How to complete this task - Print all records exactly, leaving nothing out.
*** Begin section ***
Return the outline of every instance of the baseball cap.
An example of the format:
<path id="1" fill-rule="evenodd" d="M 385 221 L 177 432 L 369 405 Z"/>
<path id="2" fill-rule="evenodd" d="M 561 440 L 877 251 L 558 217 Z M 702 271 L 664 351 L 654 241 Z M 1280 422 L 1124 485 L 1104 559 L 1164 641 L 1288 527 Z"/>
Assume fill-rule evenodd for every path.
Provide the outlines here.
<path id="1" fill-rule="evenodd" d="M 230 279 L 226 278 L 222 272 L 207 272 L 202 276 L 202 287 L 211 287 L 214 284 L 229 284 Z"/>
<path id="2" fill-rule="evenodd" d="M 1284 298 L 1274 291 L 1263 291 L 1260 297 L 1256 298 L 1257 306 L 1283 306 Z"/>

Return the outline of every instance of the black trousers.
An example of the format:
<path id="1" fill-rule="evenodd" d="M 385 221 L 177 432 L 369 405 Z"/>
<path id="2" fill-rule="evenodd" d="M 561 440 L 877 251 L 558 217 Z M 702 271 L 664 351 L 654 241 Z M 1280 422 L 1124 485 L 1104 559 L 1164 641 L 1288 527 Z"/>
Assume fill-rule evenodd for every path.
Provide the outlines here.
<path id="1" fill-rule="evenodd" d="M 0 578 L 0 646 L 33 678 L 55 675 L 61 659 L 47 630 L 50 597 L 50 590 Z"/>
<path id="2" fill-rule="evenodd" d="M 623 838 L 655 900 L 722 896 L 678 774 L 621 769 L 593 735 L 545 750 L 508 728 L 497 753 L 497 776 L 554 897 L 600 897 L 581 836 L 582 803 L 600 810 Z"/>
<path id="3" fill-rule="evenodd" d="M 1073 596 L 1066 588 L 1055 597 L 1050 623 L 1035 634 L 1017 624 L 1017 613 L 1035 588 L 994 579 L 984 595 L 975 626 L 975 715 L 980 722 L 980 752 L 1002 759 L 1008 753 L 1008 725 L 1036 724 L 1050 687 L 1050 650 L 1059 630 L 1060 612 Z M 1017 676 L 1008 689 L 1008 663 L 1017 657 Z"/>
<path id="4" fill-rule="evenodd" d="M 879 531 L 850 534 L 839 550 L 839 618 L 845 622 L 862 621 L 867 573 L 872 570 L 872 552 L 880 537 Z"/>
*** End section ***
Solution below -
Return the outline of every instance of the baseball cap.
An example of the format:
<path id="1" fill-rule="evenodd" d="M 385 221 L 177 432 L 369 405 Z"/>
<path id="2" fill-rule="evenodd" d="M 561 440 L 877 251 L 558 217 Z M 702 271 L 664 351 L 654 241 Z M 1280 422 L 1124 485 L 1104 559 L 1164 641 L 1288 527 Z"/>
Assume fill-rule evenodd for every path.
Provide the outlines here.
<path id="1" fill-rule="evenodd" d="M 230 279 L 226 278 L 222 272 L 207 272 L 202 276 L 202 287 L 211 287 L 214 284 L 229 284 Z"/>
<path id="2" fill-rule="evenodd" d="M 1284 298 L 1274 291 L 1263 291 L 1260 297 L 1256 298 L 1257 306 L 1283 306 Z"/>

Return the outline of every instance of the black trousers.
An example of the format:
<path id="1" fill-rule="evenodd" d="M 385 221 L 177 432 L 369 405 Z"/>
<path id="2" fill-rule="evenodd" d="M 561 440 L 877 251 L 558 217 Z M 702 271 L 664 351 L 654 241 Z M 1280 422 L 1124 485 L 1104 559 L 1164 641 L 1288 527 Z"/>
Assume fill-rule evenodd for every path.
Provide the outlines here.
<path id="1" fill-rule="evenodd" d="M 0 578 L 0 646 L 33 678 L 55 675 L 61 659 L 47 630 L 50 597 L 50 590 Z"/>
<path id="2" fill-rule="evenodd" d="M 623 838 L 655 900 L 722 896 L 678 774 L 621 769 L 593 735 L 545 750 L 508 728 L 497 753 L 497 776 L 554 897 L 600 897 L 581 836 L 582 803 L 600 810 Z"/>
<path id="3" fill-rule="evenodd" d="M 1073 596 L 1066 588 L 1055 597 L 1050 623 L 1035 634 L 1017 624 L 1017 613 L 1035 588 L 994 579 L 984 595 L 975 626 L 975 715 L 980 722 L 980 752 L 1002 759 L 1008 753 L 1008 725 L 1036 724 L 1050 687 L 1050 650 L 1059 630 L 1060 612 Z M 1017 676 L 1008 689 L 1008 663 L 1017 657 Z"/>
<path id="4" fill-rule="evenodd" d="M 879 531 L 850 534 L 839 550 L 839 618 L 845 622 L 862 621 L 867 573 L 872 570 L 872 552 L 880 537 Z"/>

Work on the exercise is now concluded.